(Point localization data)
=-=-=

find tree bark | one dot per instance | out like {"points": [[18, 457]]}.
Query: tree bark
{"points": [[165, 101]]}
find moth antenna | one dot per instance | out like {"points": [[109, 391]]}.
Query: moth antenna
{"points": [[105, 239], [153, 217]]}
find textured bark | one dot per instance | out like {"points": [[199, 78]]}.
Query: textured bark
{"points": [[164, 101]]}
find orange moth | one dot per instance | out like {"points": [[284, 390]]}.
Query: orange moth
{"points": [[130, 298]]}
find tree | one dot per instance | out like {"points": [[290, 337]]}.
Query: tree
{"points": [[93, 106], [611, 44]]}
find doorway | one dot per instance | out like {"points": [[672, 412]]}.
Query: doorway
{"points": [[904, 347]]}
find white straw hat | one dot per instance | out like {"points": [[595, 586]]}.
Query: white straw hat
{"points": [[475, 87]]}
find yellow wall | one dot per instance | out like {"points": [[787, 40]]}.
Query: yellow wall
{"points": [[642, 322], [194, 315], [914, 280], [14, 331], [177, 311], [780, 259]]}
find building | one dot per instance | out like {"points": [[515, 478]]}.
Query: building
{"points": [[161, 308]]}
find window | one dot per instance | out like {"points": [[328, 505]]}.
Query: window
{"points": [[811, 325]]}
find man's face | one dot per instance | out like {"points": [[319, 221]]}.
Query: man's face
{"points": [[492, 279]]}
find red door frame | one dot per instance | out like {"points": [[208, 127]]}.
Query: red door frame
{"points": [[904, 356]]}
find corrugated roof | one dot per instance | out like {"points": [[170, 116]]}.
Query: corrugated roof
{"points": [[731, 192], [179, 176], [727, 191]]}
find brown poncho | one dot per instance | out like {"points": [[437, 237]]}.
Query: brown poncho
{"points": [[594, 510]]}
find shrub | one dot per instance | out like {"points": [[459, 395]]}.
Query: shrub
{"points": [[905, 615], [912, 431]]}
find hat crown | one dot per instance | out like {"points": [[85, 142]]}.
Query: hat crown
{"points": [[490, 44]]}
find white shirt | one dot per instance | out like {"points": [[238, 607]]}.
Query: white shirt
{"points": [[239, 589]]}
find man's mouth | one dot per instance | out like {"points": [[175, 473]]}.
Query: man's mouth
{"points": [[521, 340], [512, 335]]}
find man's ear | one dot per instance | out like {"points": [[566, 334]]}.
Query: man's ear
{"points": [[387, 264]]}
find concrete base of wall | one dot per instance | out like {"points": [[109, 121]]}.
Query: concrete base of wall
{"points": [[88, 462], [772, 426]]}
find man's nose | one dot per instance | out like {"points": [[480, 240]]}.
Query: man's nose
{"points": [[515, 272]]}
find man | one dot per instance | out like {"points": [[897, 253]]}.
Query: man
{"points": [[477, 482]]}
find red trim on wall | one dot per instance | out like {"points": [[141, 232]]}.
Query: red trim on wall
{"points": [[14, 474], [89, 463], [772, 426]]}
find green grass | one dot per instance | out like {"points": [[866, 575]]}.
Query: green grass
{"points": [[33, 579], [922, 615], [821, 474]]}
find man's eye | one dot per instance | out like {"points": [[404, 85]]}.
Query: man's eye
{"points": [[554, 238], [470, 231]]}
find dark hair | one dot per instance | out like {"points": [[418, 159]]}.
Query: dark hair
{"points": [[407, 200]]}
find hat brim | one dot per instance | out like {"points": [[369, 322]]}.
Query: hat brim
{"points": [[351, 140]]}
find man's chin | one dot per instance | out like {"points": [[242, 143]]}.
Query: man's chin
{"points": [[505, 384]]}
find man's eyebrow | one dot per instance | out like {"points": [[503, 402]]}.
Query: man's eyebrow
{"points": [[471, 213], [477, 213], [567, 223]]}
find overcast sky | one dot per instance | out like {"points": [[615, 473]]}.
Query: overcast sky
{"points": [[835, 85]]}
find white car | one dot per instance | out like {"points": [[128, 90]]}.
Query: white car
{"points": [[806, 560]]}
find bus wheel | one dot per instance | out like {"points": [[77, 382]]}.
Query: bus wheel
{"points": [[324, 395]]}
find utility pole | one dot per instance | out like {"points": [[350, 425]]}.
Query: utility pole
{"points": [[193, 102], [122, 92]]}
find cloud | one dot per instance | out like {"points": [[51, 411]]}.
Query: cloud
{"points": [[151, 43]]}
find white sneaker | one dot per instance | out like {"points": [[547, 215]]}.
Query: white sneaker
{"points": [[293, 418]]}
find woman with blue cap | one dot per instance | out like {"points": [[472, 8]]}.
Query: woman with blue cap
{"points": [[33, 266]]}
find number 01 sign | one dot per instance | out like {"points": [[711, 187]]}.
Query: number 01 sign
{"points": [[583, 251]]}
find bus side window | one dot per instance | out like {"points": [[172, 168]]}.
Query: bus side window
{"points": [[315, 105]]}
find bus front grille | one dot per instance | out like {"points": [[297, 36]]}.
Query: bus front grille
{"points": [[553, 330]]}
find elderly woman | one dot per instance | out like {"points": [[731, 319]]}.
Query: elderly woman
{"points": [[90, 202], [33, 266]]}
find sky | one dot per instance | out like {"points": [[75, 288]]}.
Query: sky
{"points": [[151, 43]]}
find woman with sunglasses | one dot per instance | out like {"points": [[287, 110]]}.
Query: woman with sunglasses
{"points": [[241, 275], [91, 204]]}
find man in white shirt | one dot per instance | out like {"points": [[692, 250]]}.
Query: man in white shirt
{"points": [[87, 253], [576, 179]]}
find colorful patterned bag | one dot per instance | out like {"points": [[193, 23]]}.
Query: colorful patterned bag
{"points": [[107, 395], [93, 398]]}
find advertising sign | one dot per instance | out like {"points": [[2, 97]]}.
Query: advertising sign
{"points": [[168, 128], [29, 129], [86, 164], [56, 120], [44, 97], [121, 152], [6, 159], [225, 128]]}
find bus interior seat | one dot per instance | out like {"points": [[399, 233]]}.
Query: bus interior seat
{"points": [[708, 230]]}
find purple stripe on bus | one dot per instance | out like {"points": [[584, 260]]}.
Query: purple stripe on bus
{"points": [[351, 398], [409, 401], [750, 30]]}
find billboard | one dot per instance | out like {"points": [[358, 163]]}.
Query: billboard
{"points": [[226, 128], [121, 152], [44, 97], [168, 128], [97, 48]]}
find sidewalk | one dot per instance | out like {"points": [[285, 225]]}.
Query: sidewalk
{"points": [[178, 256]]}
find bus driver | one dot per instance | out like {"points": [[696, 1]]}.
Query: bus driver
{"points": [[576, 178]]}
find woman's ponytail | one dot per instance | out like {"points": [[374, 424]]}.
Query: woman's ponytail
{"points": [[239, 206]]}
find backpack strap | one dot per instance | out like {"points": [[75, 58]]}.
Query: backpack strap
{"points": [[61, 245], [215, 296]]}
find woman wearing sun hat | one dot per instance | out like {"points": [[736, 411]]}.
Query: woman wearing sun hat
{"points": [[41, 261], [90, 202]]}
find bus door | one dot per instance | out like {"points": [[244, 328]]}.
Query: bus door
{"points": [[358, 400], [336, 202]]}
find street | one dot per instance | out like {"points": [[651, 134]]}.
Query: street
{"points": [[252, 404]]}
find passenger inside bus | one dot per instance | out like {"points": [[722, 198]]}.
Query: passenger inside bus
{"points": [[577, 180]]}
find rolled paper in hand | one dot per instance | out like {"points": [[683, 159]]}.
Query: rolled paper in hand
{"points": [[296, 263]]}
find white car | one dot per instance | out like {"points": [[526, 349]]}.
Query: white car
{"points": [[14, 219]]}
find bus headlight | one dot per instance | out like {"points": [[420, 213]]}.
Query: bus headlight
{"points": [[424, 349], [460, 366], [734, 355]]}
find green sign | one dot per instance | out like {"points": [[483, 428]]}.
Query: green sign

=-=-=

TASK GOAL: Every entry above needs to be quoted exactly.

YOUR RESPONSE:
find tree bark | one dot per instance | out like {"points": [[18, 457]]}.
Query: tree bark
{"points": [[165, 101]]}
find moth antenna | one dot per instance | out like {"points": [[109, 391]]}.
Query: moth antenna
{"points": [[105, 239], [153, 217]]}
find textured bark | one dot per instance | out like {"points": [[199, 78]]}.
Query: textured bark
{"points": [[164, 101]]}
find orange moth | one dot per instance | out like {"points": [[284, 390]]}.
Query: orange moth
{"points": [[130, 298]]}
find tree | one dot per instance | out like {"points": [[290, 337]]}.
Query: tree
{"points": [[93, 106], [611, 44]]}
find doorway | one dot per instance | out like {"points": [[672, 412]]}.
Query: doorway
{"points": [[904, 347]]}
find white straw hat | one dot per instance | out like {"points": [[595, 586]]}.
Query: white straw hat
{"points": [[475, 87]]}
find yellow wall | one dot per instance | out like {"points": [[787, 40]]}.
Query: yellow wall
{"points": [[642, 322], [194, 315], [914, 280], [14, 331], [177, 311], [780, 259]]}
find building | one dot per instance | out like {"points": [[515, 478]]}.
Query: building
{"points": [[161, 308]]}
find window | one dot per instance | out like {"points": [[328, 505]]}.
Query: window
{"points": [[811, 325]]}
find man's face | one dot per instance | out like {"points": [[319, 221]]}.
Query: man's face
{"points": [[492, 279]]}
find red door frame | one dot per instance | out like {"points": [[208, 127]]}.
Query: red door frame
{"points": [[904, 356]]}
find corrugated roof | one dot per instance | out like {"points": [[170, 116]]}.
Query: corrugated roof
{"points": [[731, 192], [179, 176], [727, 191]]}
find brown poncho | one dot per instance | out like {"points": [[437, 237]]}.
Query: brown poncho
{"points": [[594, 510]]}
find shrub | one dot per instance | out like {"points": [[459, 395]]}.
Query: shrub
{"points": [[905, 615], [912, 431]]}
find hat crown | one dot per instance | out like {"points": [[85, 142]]}.
Query: hat crown
{"points": [[490, 44]]}
find white shirt | one dot per instance | out like {"points": [[238, 607]]}.
Query: white shirt
{"points": [[239, 589]]}
find man's mouth | one dot per instance | out like {"points": [[175, 473]]}.
Query: man's mouth
{"points": [[521, 340], [512, 335]]}
find man's ear | one dot per instance | out like {"points": [[566, 334]]}.
Query: man's ear
{"points": [[387, 264]]}
find concrete base of wall | one dot per instance | out like {"points": [[109, 121]]}.
Query: concrete base of wall
{"points": [[88, 462], [772, 426]]}
find man's nose | one dot per instance | out like {"points": [[480, 240]]}.
Query: man's nose
{"points": [[515, 272]]}
find man | one dot per instance | out like {"points": [[897, 253]]}.
Query: man
{"points": [[477, 482]]}
find red trim on wall | one dot per instance | out like {"points": [[141, 232]]}.
Query: red trim on wall
{"points": [[14, 474], [89, 463], [772, 426]]}
find green grass | one dot per instance | out like {"points": [[866, 575]]}.
Query: green grass
{"points": [[33, 579], [922, 615], [821, 474]]}
find man's eye | one dot per instance | out like {"points": [[404, 85]]}.
Query: man's eye
{"points": [[554, 238], [470, 231]]}
find dark hair | one dot per instance | out like {"points": [[418, 159]]}.
Query: dark hair
{"points": [[407, 200]]}
find hat brim | one dot per instance | out like {"points": [[369, 322]]}.
Query: hat brim
{"points": [[351, 140]]}
find man's chin | one dot per instance | out like {"points": [[242, 143]]}.
Query: man's chin
{"points": [[505, 384]]}
find man's eyebrow | one dot per instance | out like {"points": [[503, 402]]}.
Query: man's eyebrow
{"points": [[471, 213], [477, 213], [567, 223]]}
find overcast sky | one dot per instance | out like {"points": [[615, 473]]}.
Query: overcast sky
{"points": [[835, 85]]}
find white car | one dot per instance | out like {"points": [[128, 90]]}.
Query: white car
{"points": [[806, 560]]}
find bus wheel | one dot per instance | out like {"points": [[77, 382]]}.
Query: bus wheel
{"points": [[324, 395]]}
find utility pole | one dot per instance | out like {"points": [[350, 425]]}.
Query: utility pole
{"points": [[193, 102], [122, 92]]}
find cloud | one dot per instance | out like {"points": [[51, 411]]}.
Query: cloud
{"points": [[151, 43]]}
find white sneaker | one dot per instance | out like {"points": [[547, 215]]}.
Query: white sneaker
{"points": [[293, 418]]}
find woman with blue cap | one dot per instance | out like {"points": [[472, 8]]}.
Query: woman with blue cap
{"points": [[33, 266]]}
find number 01 sign | one dot per instance | out like {"points": [[711, 187]]}.
Query: number 01 sign
{"points": [[583, 251]]}
find bus side window | one dot per instance | out like {"points": [[172, 168]]}.
Query: bus side window
{"points": [[315, 105]]}
find bus front grille | one dot per instance | out like {"points": [[297, 36]]}.
Query: bus front grille
{"points": [[553, 330]]}
find elderly woman | one dot per instance | out like {"points": [[731, 319]]}.
Query: elderly woman
{"points": [[90, 202], [33, 266]]}
find sky | one dot per instance | out like {"points": [[75, 288]]}.
Query: sky
{"points": [[151, 43]]}
find woman with sunglasses | one dot per instance | out like {"points": [[287, 110]]}.
Query: woman with sunglasses
{"points": [[241, 275], [91, 204]]}
find man in white shirt | one dot per instance | out like {"points": [[692, 250]]}.
Query: man in white shirt
{"points": [[87, 253], [576, 179]]}
find colorful patterned bag | one dot per instance | out like {"points": [[193, 23]]}.
Query: colorful patterned bag
{"points": [[107, 395], [93, 398]]}
find advertising sign | one dot per instance | out like {"points": [[2, 97]]}.
Query: advertising sign
{"points": [[168, 128], [29, 129], [86, 164], [56, 120], [44, 97], [121, 152], [6, 159], [225, 128]]}
find bus interior seat | one dot per instance | out like {"points": [[399, 233]]}.
Query: bus interior seat
{"points": [[708, 230]]}
find purple stripe on bus | one dot per instance | out like {"points": [[584, 260]]}.
Query: purple stripe on bus
{"points": [[351, 398], [409, 401], [750, 30]]}
find billboard | one dot per instance | out like {"points": [[358, 163]]}.
Query: billboard
{"points": [[226, 128], [121, 152], [44, 97], [168, 128], [97, 48]]}
find sidewalk | one dot per instance | out like {"points": [[285, 225]]}.
Query: sidewalk
{"points": [[178, 256]]}
find bus driver | one dot per instance | out like {"points": [[696, 1]]}.
Query: bus driver
{"points": [[576, 178]]}
find woman's ponytail | one dot per instance | out like {"points": [[374, 424]]}.
Query: woman's ponytail
{"points": [[239, 206]]}
find backpack strap | one dot per instance | out like {"points": [[75, 58]]}.
Query: backpack strap
{"points": [[61, 245], [215, 296]]}
find woman wearing sun hat | one dot per instance | out like {"points": [[736, 411]]}.
Query: woman wearing sun hat
{"points": [[41, 261], [90, 202]]}
find bus door | one dot per instance | out like {"points": [[244, 328]]}.
Query: bus door
{"points": [[358, 400], [336, 202]]}
find street | one dot per instance | out like {"points": [[651, 134]]}.
Query: street
{"points": [[252, 404]]}
find passenger inside bus | one dot per instance | out like {"points": [[722, 198]]}.
Query: passenger inside bus
{"points": [[577, 180]]}
find rolled paper in hand | one dot per instance | out like {"points": [[683, 159]]}.
Query: rolled paper in hand
{"points": [[296, 263]]}
find white car | one dot per instance | out like {"points": [[526, 349]]}.
Query: white car
{"points": [[14, 219]]}
find bus headlight | one dot per instance | out like {"points": [[420, 213]]}.
Query: bus headlight
{"points": [[424, 349], [460, 366], [734, 355]]}
find green sign | one dot per instance | out like {"points": [[483, 428]]}.
Query: green sign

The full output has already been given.